Monday, 8 June 2009

Rights and Roots

I have a right to be angry, a right to speak up when i dont agree or i have been offended. I have a right to be loved and not have that taken away from me with peoples cruel words, i have a right to cry and a right to shout. I have a right to make mistakes. ? I am human.............

Been also thinking alot to today about where i am from, my roots, the pain that people went through so that i could be here and live freely. I want to thank them all for fighting for never giving up and i am not going to take that for granted, ever!

The other thing that smacked me right in the face today was the love of my children, the way they looked at me when i got back from a weekend away. The smile, the cuddle, the laugh.....it warmed my heart and filled a great big hole....love them so much xxxxxxxxxxxxxxxxxx

Tuesday, 2 June 2009

Sad news.

Just reading about the couple who jumped off the cliff with their baby son who had already died.....so so sad and such love they must have had. Certaintly makes me come back down to earth very very quickly...made they rest in peace xxx

Monday, 1 June 2009

Need summer clothes!

Walked miles, sweated loads, looked like a red lobster but felt great!

:: AVAILABLE DATA ::

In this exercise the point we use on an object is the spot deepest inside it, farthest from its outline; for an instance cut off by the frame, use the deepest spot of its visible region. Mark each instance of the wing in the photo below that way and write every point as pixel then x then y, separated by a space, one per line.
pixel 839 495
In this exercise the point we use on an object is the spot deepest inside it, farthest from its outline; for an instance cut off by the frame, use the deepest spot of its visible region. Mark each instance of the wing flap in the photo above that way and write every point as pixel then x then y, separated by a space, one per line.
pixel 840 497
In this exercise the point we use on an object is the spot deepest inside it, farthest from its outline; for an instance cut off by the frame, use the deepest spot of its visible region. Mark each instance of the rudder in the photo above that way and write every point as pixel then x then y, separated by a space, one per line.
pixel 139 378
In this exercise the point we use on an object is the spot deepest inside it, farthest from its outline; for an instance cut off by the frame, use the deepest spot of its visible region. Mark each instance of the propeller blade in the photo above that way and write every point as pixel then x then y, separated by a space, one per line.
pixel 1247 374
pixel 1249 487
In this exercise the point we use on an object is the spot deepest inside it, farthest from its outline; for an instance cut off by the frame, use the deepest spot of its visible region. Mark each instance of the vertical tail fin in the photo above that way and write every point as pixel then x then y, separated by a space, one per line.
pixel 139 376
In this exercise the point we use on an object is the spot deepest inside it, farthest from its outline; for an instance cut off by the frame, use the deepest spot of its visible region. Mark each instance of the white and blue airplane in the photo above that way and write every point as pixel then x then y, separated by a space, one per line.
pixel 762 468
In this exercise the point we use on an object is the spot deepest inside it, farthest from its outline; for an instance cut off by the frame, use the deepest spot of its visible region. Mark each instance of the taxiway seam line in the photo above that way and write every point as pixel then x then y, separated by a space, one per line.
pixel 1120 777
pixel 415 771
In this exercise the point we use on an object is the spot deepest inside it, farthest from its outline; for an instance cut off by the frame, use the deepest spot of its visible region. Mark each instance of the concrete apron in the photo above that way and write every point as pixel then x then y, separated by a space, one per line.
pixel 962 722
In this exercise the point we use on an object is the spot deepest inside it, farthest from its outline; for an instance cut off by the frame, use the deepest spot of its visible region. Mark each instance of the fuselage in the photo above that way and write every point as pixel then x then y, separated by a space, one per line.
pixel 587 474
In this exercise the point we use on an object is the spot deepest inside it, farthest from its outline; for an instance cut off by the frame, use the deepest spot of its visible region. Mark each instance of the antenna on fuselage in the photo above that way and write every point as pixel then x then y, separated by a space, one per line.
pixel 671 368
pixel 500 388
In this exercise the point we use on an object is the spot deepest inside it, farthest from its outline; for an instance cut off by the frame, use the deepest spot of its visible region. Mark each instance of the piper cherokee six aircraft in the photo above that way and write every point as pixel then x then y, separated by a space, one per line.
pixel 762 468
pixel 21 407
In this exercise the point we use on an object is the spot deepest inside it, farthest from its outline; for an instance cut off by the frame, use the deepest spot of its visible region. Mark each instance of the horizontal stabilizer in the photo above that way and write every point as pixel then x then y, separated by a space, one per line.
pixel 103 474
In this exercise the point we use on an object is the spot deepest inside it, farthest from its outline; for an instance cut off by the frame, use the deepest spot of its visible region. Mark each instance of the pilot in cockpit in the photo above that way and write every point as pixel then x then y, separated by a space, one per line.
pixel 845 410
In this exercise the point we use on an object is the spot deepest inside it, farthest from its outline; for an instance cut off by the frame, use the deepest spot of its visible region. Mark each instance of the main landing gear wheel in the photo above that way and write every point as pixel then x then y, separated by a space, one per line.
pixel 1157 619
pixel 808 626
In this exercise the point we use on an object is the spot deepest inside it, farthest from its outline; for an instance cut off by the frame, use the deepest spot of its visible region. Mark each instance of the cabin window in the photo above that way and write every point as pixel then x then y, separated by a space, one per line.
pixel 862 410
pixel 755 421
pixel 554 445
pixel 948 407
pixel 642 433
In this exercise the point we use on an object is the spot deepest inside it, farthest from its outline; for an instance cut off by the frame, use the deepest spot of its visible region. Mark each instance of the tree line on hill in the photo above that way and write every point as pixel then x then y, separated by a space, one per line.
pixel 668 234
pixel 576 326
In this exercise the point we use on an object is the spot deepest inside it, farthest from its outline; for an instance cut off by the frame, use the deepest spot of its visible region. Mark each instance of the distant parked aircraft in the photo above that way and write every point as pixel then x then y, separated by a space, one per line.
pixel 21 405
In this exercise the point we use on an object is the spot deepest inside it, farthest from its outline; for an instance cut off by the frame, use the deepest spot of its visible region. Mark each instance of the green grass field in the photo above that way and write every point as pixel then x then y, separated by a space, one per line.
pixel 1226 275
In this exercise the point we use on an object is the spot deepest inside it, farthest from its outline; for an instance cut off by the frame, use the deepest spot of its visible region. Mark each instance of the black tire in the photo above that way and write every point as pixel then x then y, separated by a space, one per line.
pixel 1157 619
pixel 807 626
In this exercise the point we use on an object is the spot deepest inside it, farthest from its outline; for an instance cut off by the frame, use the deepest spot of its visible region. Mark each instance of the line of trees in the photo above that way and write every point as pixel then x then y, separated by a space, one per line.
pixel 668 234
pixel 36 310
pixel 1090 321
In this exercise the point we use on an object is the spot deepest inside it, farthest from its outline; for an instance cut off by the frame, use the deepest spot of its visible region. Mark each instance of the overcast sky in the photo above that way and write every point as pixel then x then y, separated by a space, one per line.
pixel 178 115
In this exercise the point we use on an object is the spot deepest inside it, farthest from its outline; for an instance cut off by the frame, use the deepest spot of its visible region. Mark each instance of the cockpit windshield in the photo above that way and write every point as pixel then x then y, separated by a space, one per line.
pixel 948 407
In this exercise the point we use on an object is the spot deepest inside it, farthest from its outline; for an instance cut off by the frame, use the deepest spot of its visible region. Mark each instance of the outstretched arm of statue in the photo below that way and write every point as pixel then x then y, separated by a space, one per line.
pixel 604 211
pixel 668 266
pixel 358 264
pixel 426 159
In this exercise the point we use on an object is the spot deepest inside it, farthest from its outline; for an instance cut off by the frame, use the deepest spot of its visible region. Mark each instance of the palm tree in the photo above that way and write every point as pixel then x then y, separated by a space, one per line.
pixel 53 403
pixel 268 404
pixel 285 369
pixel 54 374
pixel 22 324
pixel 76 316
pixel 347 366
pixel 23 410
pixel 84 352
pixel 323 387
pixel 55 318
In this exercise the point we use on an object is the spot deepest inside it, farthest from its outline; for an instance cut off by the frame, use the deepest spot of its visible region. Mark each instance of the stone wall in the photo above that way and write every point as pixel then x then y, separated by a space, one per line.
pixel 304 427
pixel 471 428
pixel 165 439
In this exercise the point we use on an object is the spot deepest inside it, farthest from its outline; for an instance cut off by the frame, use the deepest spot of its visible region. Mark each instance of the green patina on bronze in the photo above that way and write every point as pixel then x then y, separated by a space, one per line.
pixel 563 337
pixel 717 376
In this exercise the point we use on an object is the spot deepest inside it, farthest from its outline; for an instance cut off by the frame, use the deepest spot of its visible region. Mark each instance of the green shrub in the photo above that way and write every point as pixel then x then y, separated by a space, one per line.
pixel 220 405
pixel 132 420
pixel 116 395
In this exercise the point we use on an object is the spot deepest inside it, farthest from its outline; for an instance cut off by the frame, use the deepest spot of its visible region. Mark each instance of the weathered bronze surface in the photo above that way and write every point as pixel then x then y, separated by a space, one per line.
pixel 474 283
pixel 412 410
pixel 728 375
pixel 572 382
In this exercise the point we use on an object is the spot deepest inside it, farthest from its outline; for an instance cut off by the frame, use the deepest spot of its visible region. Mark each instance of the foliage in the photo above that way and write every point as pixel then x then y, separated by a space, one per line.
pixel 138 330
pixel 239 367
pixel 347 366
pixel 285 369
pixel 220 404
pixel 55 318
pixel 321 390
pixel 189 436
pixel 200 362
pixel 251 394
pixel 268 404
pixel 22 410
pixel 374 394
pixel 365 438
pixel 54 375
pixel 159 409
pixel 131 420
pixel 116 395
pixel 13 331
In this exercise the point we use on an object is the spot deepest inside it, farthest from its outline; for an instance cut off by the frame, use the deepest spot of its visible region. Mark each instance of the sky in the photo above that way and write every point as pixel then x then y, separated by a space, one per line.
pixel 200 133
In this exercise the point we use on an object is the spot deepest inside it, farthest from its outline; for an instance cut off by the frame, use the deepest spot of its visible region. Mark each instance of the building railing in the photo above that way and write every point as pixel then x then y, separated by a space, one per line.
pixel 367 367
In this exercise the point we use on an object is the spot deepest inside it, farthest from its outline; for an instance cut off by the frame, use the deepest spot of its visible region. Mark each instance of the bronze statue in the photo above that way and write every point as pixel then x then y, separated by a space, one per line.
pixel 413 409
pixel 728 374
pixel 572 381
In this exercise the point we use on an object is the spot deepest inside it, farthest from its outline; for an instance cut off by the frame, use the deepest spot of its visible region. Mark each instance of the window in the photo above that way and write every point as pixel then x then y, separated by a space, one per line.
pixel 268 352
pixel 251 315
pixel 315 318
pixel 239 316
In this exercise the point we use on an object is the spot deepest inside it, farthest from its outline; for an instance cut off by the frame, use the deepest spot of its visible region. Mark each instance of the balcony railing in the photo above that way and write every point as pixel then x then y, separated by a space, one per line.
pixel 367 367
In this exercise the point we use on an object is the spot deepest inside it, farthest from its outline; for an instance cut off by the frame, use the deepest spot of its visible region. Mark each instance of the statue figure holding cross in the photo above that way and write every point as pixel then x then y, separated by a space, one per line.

:: INSTRUCTIONS TO FOLLOW ::
Can you write out the blog entries word for word, from "The other thing" up to and including "but felt great!"? The material was taken from a different source than the blog entries.

:: REPLY TO THE TASK ::
The other thing that smacked me right in the face today was the love of my children, the way they looked at me when i got back from a weekend away. The smile, the cuddle, the laugh.....it warmed my heart and filled a great big hole....love them so much xxxxxxxxxxxxxxxxxx

Tuesday, 2 June 2009

Sad news.

Just reading about the couple who jumped off the cliff with their baby son who had already died.....so so sad and such love they must have had. Certaintly makes me come back down to earth very very quickly...made they rest in peace xxx

Monday, 1 June 2009

Need summer clothes!

Walked miles, sweated loads, looked like a red lobster but felt great!